## Selected extract

:::::

Chewings fescue aka “Festuca Rubra Commutata” looks very much like tall fescue mainly in the way that it grows. It offers a bunch-type growth pattern and grows more upright than creeping red. It does, however, have narrow leaves like the other members of the fine fescue type. And, actually, chewings is a member of the family of Red Fescue grasses. It is predominantly used for adding to other mixtures of grass seeds like the ever popular mixture of chewings and perennial rye grass. In fact, adding chewings brings about a significant improvement in the ability of the predominant grasses to perform. Just like all other fescues, chewings is drought resistant, will grow quite vigorously in the shade, and can blend nicely with just about any species of grass. It may not be quite as tolerant to wear as some of the other fescue grasses but it can live in sandier soil with high acidity and low fertility. You can mow it as low as 1.5 inches and the seeds only take approximately 14 days to germinate.

4.) Sheep Fescue

Sheep fescue aka “Festuca Ovina” is a perennial and extremely tolerant to both drought and shade, blooming mainly during the months of June and July. It grows in a variety of soil types, including dry, sandy, loamy, and even acidic soils. It is useful for erosion control and as a groundcover, being widely used for pastures, banks, and reclamation, as well as for adding an interesting texture to landscaping. Sheep fescue is often an overlooked fescue species and was once thought to be of use only for prevention of soil erosion. In fact, it grows so slowly that it only needs to be mowed once or twice per year. When it is simply left uncut, it becomes a carpet of grass that is quite meadow-like. But, it’s also very tough and can flourish even in poor soil. Fertilizing sheep fescue can be a mistake because all of those additional nutrients can end up benefiting the weeds more than the grass. It literally thrives under acidic soil conditions, much more so than any other turf grass possibly can. Once sheep fescue has become well-established, it’s practically invulnerable to drought.

:::::

(Excerpts from point-annotation data)
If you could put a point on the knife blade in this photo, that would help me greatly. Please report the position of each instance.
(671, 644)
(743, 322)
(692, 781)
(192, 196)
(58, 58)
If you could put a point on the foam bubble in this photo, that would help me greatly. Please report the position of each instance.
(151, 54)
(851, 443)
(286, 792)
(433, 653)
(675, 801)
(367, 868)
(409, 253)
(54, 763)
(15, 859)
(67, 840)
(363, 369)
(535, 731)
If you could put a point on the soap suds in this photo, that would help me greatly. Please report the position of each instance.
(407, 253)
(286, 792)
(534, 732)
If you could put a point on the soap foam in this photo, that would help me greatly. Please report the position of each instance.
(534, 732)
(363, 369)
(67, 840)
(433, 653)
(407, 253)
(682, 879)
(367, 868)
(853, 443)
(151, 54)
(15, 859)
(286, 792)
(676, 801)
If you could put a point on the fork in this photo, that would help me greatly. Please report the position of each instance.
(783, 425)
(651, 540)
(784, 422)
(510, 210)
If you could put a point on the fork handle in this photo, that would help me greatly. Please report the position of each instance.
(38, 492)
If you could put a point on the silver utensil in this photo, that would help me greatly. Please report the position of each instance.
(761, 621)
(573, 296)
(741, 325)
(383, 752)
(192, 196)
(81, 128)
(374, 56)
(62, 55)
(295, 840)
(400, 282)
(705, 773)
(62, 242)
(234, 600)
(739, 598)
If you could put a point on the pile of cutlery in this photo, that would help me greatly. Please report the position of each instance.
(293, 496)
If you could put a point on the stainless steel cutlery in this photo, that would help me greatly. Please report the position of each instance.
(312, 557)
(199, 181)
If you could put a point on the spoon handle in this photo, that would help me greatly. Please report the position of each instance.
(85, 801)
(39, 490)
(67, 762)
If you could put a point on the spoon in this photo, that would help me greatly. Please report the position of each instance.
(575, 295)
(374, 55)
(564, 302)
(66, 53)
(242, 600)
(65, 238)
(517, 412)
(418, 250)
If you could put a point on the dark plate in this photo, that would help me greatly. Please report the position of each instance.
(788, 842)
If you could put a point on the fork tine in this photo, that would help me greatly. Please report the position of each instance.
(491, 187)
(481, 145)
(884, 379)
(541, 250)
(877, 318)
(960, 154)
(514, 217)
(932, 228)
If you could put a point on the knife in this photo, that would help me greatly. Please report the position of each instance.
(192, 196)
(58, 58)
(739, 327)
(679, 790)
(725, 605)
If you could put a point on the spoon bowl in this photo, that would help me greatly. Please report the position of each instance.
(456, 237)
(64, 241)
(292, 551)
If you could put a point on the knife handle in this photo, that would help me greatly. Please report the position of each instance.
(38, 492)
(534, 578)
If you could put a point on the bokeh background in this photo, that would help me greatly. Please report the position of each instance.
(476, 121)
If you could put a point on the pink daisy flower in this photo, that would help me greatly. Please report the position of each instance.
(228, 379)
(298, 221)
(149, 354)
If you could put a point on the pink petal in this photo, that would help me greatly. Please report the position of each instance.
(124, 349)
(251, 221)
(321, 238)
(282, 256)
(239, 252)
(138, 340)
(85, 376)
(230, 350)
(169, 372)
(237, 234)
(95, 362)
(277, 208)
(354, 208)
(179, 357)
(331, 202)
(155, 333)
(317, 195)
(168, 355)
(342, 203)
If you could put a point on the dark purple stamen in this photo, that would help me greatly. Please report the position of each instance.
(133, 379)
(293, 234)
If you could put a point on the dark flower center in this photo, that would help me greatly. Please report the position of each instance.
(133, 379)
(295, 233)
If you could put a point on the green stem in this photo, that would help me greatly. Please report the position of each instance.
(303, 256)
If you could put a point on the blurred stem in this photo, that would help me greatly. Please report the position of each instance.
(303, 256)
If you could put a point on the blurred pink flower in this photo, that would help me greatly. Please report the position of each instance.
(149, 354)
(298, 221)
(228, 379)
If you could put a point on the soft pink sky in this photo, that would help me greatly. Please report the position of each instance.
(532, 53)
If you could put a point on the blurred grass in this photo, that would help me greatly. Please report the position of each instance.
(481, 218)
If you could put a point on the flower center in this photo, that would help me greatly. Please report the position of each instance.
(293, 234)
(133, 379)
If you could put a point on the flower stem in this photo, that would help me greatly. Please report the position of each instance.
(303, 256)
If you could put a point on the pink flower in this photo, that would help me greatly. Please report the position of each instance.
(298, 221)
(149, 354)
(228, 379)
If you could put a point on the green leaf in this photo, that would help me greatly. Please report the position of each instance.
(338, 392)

:::::

## Work instructions
Carry on the fescue grass passage above, starting right after its final sentence.

## Response to this task
Fertilization

Fescue grass can get by with very little fertilization but can benefit tremendously from a good year-round program. You should be careful fertilizing fescue lawns when it is hot out or there is little moisture in the topsoil. During these periods of drought or dry conditions it is advised to used a granular fertilizer that only releases when there is rain, morning dew, or the lawn is watered. When in doubt, however, let a lawn fertilization specialist handle this aspect of your overall lawn maintenance.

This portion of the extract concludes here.